Passage Start Marker

Wednesday, 30 July 2008-WashingtonDC
""""Congressman Cohen's Slavery Apology Resolution Passes the House of Representatives
"This evening, the House of Representatives passed by voice vote H.Res.194, apologizing for the enslavement and racial segregation of African-Americans. Congressman Steve Cohen (TN-09) introduced the resolution on February 22, 2007. This is the first time that the federal government has ever formally apologized for slavery or racial segregation in United States history.
Congressman Cohen issued the following statement after the passage of the bill:
I am very proud that my colleagues in the House of Representatives passed our resolution apologizing for slavery and Jim Crow in the United States. This is a historic moment in the ongoing struggle for civil rights in this country, and I hope that this legislation can serve to open the dialogue on race and equality for all. Apologies are not empty gestures, but are a necessary first step towards any sort of reconciliation between people. I thank Congressman John Conyers (MI-14), whose assistance in moving this resolution forward was indispensible, for his strong support for this bill.
Congressman Cohen spoke in support of the resolution earlier today on the House floor, and his speech can be viewed at
http://cohen.house.gov. An unofficial transcript of the speech follows.""""
Source-All Things Considered-Thursday, June 18, 2009
Senate Apologizes For Slavery
"""The U.S. Senate apologized Thursday for slavery and for the segregationist Jim Crow laws, 144 years after the Civil War and 45 years after passing the Civil Rights Act. The action came in a nonbinding resolution adopted unanimously by voice vote.

Passage End Marker
Dataset extract Start Marker

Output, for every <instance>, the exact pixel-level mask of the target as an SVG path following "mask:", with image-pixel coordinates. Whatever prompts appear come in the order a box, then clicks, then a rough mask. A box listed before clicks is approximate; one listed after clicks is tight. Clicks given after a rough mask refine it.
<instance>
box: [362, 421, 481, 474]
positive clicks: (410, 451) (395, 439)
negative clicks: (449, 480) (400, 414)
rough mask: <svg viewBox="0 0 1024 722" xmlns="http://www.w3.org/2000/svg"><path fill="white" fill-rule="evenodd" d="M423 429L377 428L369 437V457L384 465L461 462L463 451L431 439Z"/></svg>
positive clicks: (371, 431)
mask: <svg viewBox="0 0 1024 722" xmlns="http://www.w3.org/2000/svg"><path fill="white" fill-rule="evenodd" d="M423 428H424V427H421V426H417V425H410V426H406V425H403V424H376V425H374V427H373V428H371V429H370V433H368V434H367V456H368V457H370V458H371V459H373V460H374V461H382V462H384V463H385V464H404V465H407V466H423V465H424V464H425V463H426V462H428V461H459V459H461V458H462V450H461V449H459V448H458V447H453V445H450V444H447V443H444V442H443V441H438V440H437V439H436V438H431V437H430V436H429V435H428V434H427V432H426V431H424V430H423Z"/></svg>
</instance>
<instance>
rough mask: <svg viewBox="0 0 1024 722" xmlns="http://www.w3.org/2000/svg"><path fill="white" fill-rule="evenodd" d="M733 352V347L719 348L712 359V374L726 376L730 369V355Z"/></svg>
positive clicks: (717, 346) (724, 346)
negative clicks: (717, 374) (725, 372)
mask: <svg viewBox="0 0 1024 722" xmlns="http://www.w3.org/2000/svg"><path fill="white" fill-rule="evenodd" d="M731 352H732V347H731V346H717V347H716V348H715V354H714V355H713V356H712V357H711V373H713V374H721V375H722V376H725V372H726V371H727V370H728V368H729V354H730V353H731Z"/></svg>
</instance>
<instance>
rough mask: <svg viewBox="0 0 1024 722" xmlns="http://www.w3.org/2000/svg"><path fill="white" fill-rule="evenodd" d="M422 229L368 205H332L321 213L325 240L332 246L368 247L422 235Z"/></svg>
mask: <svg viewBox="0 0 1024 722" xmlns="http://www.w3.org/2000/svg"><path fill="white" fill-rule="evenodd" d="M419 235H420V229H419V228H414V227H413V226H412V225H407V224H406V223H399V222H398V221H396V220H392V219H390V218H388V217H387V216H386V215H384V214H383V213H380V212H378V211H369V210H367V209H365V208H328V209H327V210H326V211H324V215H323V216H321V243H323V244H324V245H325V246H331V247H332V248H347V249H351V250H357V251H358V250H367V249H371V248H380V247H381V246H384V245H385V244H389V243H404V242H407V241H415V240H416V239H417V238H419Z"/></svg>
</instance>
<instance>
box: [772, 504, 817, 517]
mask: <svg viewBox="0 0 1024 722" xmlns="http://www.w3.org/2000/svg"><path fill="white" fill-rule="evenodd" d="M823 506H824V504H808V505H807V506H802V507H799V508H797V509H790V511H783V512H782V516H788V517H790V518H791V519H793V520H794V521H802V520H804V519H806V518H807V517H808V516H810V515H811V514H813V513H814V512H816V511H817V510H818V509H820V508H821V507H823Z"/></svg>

Dataset extract End Marker

▶ [Assignment 1]
Translate this sentence from the piece on the congressional slavery apologies into Spanish: "Apologies are not empty gestures, but are a necessary first step towards any sort of reconciliation between people."
▶ [Assignment 2]
Go on with the piece on the congressional slavery apologies, picking up after its final sentence.

▶ [Task answer 1]
Las disculpas no son gestos vacíos, sino un primer paso necesario hacia cualquier tipo de reconciliación entre las personas.

▶ [Task answer 2]
The Senate chamber was nearly empty as Iowa Democrat Tom Harkin rose to call for a measure that he said was long overdue for the descendants of 4 million blacks who were enslaved in the U.S.
"A national apology by the representative body of the people is a necessary collective response to a past collective injustice," Harkin said. "So, it is both appropriate and imperative that Congress fulfill its moral obligation and officially apologize for slavery and Jim Crow laws."
The resolution states the congressional apology is made to African-Americans on behalf of the people of the United States for "the wrongs committed against them and their ancestors." That is followed, however, by a disclaimer that says nothing in the resolution authorizes any claim against the United States.
Kansas Republican Sam Brownback, who co-sponsored the measure, says that disclaimer was necessary to win the support of senators who feared the apology could be used by African-Americans seeking reparations.
"It was a difficult negotiation," he says. "We had to get the reparation issue right." Last year, the House passed a similar resolution, but without the reparations disclaimer. New York Democratic Rep. Gregory Meeks, a member of the Congressional Black Caucus, says he isn't sure he supports the Senate's reparations disclaimer.
"If it ... can be construed to mean that ... it rules out reparations, then that's a problem," Meeks says. Tennessee Democrat Steve Cohen, who sponsored last year's House resolution, says he hopes the House passes the Senate's apology soon, but he wants it done by voice vote.
"This should be a congenial, kumbaya moment," he says. "A roll call could expose some fissures in what should be a cohesive spirit of apology and rectitude and more perfect union." """""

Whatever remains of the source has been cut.